» **Data section**
===============
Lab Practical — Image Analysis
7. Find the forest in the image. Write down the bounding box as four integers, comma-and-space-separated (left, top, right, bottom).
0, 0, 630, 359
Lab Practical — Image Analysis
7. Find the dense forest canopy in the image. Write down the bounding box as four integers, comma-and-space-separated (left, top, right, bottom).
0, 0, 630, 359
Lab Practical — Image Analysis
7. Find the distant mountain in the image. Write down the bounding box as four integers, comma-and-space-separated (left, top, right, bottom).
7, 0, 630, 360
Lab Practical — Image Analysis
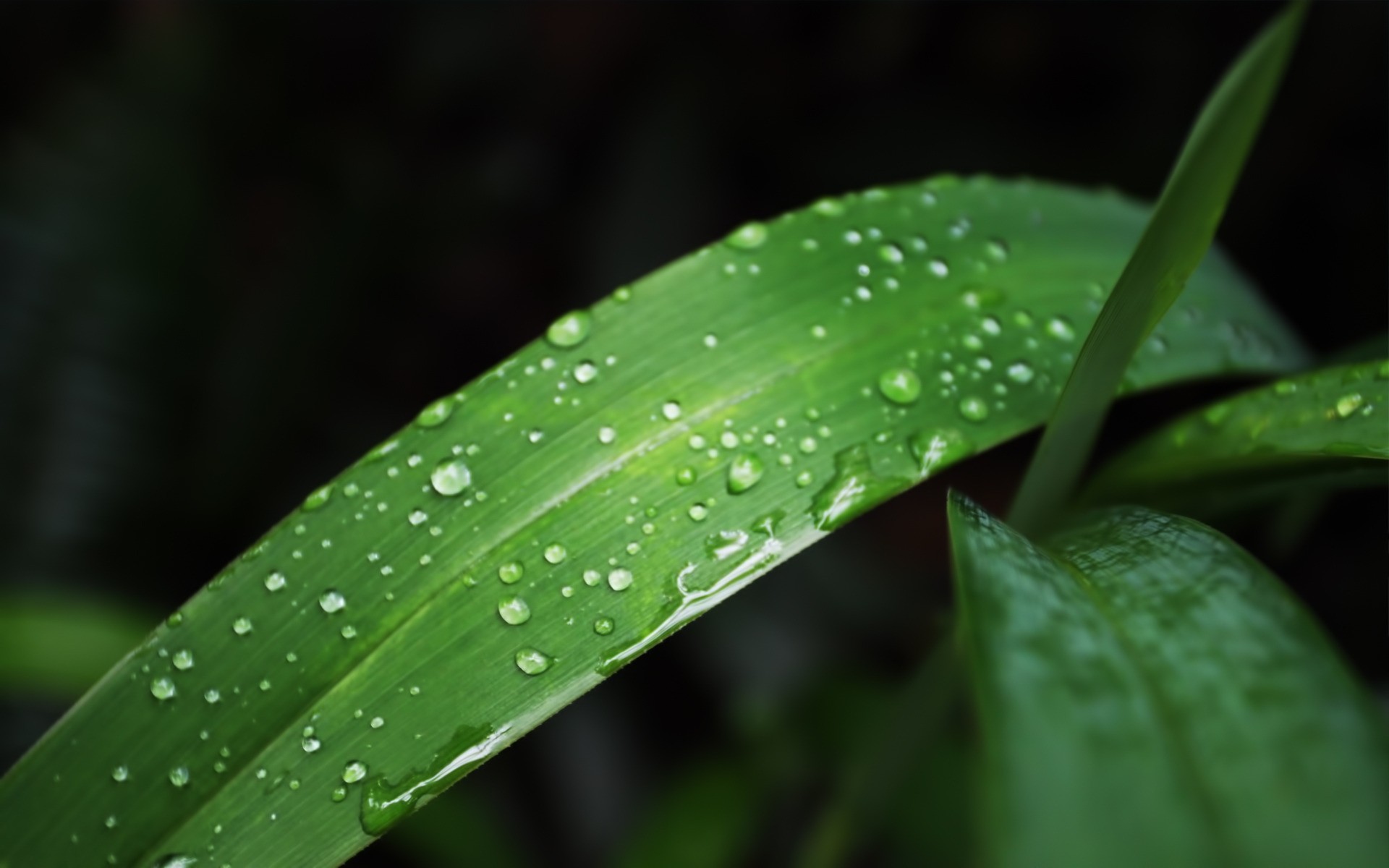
===============
» **Directions for this task**
Shift each bounding-box coordinate in the answers of the data above up by 19, then write out all of the lines again, including the requests. Leave the pictures out of your answer.

» **The answer**
Lab Practical — Image Analysis
7. Find the forest in the image. Write down the bounding box as four integers, comma-and-space-separated (left, top, right, bottom).
19, 19, 649, 378
Lab Practical — Image Analysis
7. Find the dense forest canopy in the image. Write down the bounding box as four integers, comma-and-space-separated (left, top, right, bottom).
19, 19, 649, 378
Lab Practical — Image Analysis
7. Find the distant mountain in the image. Write down the bounding box as four integers, comma-and-space-separated (left, top, right, bottom).
26, 19, 649, 379
Lab Practical — Image Analysis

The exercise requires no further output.